** Task brief **
In the records below, find the line containing "the snow-covered shrub", then extract that line and all subsequent lines exactly, leaving out everything else.

Extracted records
___

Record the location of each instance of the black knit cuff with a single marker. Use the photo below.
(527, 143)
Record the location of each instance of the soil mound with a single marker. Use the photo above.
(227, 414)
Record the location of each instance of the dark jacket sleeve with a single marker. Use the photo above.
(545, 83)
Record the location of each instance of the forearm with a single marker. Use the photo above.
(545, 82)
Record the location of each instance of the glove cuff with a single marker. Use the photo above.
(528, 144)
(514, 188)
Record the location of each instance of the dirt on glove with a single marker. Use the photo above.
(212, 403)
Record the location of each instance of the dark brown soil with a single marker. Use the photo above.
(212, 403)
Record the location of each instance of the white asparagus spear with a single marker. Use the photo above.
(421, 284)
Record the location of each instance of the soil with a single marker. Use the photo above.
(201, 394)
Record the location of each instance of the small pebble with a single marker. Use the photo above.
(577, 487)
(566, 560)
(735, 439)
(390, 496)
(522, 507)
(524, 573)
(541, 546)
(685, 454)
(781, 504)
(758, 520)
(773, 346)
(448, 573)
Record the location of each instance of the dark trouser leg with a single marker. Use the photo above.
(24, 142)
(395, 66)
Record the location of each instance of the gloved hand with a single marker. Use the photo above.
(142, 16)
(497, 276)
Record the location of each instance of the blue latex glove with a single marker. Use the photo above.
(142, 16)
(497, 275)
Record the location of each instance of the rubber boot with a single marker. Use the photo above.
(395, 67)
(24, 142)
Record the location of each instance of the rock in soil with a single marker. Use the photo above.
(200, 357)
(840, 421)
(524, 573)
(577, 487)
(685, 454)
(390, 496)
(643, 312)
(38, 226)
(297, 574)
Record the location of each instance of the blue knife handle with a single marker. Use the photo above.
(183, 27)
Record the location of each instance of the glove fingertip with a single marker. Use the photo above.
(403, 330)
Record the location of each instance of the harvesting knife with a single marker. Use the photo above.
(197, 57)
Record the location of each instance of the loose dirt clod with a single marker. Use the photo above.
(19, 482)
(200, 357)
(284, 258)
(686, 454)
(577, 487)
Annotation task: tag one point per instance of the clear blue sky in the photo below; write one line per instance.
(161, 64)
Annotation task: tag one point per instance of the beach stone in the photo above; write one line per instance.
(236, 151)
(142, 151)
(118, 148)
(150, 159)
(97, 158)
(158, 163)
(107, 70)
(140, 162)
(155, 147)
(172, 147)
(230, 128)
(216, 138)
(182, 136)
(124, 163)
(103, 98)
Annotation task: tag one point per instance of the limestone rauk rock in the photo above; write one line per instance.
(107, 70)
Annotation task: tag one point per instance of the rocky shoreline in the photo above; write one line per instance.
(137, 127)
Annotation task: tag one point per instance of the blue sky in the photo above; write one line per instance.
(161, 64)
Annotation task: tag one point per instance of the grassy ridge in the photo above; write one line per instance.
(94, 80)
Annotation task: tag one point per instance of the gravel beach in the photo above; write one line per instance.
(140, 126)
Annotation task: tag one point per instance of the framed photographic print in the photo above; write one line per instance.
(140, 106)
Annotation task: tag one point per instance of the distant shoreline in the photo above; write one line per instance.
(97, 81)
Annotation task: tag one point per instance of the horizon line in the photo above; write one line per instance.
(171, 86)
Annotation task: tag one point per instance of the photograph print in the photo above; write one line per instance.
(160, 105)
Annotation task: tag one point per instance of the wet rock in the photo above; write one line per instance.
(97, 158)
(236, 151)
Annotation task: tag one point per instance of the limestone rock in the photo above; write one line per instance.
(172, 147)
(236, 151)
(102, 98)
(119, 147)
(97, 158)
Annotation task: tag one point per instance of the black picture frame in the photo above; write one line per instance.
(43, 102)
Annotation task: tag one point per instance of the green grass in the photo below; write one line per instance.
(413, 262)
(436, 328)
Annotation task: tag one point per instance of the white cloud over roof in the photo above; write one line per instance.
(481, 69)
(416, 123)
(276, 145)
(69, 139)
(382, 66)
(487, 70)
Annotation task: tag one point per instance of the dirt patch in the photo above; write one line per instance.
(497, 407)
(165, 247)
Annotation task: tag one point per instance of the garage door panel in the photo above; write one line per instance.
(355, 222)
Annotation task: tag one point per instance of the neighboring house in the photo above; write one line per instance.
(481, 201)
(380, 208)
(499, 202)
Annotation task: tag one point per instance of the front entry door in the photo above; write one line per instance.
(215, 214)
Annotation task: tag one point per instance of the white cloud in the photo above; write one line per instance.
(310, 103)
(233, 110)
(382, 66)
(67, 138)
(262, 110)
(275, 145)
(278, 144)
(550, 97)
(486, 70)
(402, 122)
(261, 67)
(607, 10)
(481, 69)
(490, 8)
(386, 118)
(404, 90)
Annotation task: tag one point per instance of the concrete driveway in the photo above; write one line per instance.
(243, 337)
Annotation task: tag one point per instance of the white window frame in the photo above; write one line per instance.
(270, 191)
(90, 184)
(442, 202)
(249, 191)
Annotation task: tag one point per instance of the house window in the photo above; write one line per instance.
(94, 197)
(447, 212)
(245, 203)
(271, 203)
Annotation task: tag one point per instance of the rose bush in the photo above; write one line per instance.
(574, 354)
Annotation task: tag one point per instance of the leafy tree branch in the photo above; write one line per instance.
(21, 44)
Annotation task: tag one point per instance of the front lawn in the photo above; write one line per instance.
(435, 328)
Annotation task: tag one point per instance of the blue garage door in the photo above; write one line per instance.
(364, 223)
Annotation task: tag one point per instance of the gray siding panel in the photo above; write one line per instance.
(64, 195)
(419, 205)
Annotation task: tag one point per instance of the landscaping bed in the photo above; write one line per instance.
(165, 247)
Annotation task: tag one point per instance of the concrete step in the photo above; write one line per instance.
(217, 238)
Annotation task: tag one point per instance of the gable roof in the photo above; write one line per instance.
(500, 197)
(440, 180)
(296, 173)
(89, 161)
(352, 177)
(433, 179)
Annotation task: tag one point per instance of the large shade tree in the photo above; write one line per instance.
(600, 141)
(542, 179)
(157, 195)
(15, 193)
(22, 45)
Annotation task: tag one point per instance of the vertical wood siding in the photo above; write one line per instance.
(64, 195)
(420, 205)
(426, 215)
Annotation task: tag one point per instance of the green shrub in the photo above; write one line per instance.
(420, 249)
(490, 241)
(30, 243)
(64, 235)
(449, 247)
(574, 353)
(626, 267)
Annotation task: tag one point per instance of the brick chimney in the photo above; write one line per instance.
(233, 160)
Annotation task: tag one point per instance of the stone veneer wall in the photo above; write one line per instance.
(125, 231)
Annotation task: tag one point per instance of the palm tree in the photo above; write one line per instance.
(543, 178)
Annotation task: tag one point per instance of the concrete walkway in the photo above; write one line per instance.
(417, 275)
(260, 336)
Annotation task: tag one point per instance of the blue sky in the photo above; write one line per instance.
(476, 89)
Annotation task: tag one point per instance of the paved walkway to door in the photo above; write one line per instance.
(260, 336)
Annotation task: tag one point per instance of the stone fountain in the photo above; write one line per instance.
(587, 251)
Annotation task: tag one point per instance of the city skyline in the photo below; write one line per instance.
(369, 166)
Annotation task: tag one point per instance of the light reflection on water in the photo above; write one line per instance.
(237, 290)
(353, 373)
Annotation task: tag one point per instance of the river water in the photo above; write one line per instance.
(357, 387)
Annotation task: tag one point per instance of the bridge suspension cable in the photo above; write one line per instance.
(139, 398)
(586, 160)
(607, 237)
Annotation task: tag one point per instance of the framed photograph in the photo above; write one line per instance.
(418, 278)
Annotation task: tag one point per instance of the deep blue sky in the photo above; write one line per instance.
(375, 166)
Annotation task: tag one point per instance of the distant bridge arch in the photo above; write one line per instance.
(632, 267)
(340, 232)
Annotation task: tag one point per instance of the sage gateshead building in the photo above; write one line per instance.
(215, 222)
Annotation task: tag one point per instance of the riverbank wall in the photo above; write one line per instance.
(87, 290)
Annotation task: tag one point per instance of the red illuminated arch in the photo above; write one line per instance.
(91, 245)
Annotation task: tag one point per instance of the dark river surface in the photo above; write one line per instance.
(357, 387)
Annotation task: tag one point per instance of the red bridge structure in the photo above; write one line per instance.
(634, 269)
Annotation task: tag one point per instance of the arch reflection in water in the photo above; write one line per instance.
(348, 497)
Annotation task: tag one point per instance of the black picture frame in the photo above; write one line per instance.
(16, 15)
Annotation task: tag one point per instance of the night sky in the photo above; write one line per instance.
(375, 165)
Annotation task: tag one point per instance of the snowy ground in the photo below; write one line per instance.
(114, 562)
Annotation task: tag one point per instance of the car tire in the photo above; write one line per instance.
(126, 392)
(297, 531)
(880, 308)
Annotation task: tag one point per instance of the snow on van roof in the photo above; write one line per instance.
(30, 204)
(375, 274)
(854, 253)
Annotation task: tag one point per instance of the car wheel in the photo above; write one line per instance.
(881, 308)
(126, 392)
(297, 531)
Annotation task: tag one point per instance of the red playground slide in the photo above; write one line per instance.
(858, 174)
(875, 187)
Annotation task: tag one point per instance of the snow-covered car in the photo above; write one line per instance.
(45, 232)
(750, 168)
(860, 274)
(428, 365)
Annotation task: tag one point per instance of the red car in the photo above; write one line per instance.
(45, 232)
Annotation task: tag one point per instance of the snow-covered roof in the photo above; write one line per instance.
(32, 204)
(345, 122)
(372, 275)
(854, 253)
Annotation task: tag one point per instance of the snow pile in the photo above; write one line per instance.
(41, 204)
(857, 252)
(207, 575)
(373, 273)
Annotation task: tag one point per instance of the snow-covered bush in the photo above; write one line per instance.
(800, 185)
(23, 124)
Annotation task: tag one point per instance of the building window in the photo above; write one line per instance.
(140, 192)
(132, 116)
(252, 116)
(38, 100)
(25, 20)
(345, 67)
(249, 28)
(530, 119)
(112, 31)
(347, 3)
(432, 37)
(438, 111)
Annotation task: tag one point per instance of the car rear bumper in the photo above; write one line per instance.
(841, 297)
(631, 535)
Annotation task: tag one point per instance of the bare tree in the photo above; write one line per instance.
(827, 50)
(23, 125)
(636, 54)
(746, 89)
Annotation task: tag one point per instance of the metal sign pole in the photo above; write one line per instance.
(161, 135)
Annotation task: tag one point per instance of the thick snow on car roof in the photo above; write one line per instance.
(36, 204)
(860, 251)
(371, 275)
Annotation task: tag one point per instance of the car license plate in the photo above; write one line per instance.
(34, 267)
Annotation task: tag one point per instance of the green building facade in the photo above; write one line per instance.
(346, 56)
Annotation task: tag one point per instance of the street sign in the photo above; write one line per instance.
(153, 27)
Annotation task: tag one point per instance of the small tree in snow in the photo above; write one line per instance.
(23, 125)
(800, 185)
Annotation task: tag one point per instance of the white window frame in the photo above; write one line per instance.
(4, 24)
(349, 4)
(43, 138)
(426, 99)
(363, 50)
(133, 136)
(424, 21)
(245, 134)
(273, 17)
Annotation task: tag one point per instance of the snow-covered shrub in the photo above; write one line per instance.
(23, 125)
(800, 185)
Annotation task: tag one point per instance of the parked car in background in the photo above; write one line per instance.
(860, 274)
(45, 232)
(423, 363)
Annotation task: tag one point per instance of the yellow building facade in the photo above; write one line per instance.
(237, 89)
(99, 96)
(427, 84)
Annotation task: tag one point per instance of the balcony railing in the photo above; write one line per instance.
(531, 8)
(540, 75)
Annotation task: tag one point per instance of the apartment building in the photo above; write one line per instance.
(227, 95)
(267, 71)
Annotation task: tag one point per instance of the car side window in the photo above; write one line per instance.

___

** Result of the exercise **
Annotation task: tag one point per instance of the snow-covered shrub in the photo above; write one line per instance.
(23, 125)
(800, 185)
Annotation task: tag one point per instance of the parked car in background in the photo above; write one line per instance.
(860, 274)
(45, 232)
(423, 363)
Annotation task: tag one point per instance of the yellow building facade in the photo above; write one line per instance.
(237, 89)
(99, 96)
(427, 84)
Annotation task: tag one point per instance of the balcony railing in the photo above; write one line per instance.
(531, 8)
(540, 75)
Annotation task: tag one point per instance of the apartment building in the photo above; write one line per instance.
(227, 95)
(267, 71)
Annotation task: tag one point per instance of the car side window in the photo above; write one line per instance.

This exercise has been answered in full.